• [Text]
•••

Vietnam's Youth “Say NO” to Gender Stereotypes

Vietnamese youth speak up about the gender stereotypes amid the pandemic
January 25, 2022 | 12:06
Vietnam's Youth “Say NO” to Gender Stereotypes
Delegates and representatives of the Youth Advisory Board virtually sign the commitment to accompany the campaign. Source: Plan

The Central Propaganda Department of the Ho Chi Minh Communist Youth Union in collaboration with Plan International Vietnam organized a launching ceremony of the “Covid-19 Influencing Gender Norms” project on Jan.24, calling for youth speak up against gender stereotypes.

This is a digital campaign launched with sponsorship from the Australian Department of Foreign Affairs and Trade through the Investing In Women initiative, raising awareness to change behavior related to gender stereotypes in the context of the Covid-19 pandemic.

Speaking at the event, Nguyen Tuong Lam, Youth Union Central Committee's Secretary, said: "For each youth union member and youth, I wish that you, through the most concrete and practical actions in daily life, take action together, to change gender prejudiced perceptions and behaviors, continue to narrow the gender gap, and build a progressive, equal and sustainable society.”

•••

Excerpts from a dataset
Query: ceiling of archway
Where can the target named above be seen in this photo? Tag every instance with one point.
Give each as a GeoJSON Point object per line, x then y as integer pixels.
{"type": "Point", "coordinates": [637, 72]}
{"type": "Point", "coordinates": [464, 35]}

•••

• [Task list]
A) Copy the part of the article on Vietnamese youth and gender stereotypes starting at "The Central Propaganda" and ending at "against gender stereotypes.".
B) According to the article on Vietnamese youth and gender stereotypes, what is the digital campaign meant to achieve? Answer in one to three sentences.
C) Write the next part of the article on Vietnamese youth and gender stereotypes, continuing from its last sentence.

• [Per-task answers]
A)
The Central Propaganda Department of the Ho Chi Minh Communist Youth Union in collaboration with Plan International Vietnam organized a launching ceremony of the “Covid-19 Influencing Gender Norms” project on Jan.24, calling for youth speak up against gender stereotypes.

B) The campaign is meant to raise awareness in order to change behavior related to gender stereotypes in the context of the Covid-19 pandemic. At its launch it called on young people to speak up against gender stereotypes.

C)
Accompanying the campaign were Miss Universe Vietnam 2017 H'Hen Nie, writer Hoang Anh Tu, rapper Hung Rica and 20 members of Plan International's Youth Advisory Board.

According to Miss H'Hen Nie, there are prejudices that have existed for a long time but are clearly no longer relevant and need to be changed. Therefore, she decided to become the ambassador of the project to accompany the Central Committee of the Ho Chi Minh Communist Youth Union and Plan International in the journey of change these gender stereotypes.

Another generation of women will have to wait for gender parity, according to the World Economic Forum’s Global Gender Gap Report 2021.

As the impact of the Covid-19 pandemic continues to be felt, closing the global gender gap has increased by a generation from 99.5 years to 135.6 years.

Gender stereotypes that have existed for a long time in Vietnamese social life are being exacerbated in the context of the Covid-19 pandemic, which has caused many severe socio-economic problems. The project focuses on removing four gender stereotypes, including:

Perceptions that women’s primary role is that of carer for children and family members, or home maker.

Perceptions that men’s role is that of primary income earner or provider for the family.

Perceptions that certain job types are specific to women and others to men, leading to occupational segregation.

Perceptions of women as better in supportive roles and men in leadership roles.

This project is implemented with the aim of contributing to an additional strong voice contributes to the reduction and elimination of gender stereotypes, said Pham Thu Ba, Acting Country Director of Plan International Vietnam, adding that they hope that the project will bring positive effects to the community, jointly building the image of "standard youth", contributing to the eradication of gender stereotypes.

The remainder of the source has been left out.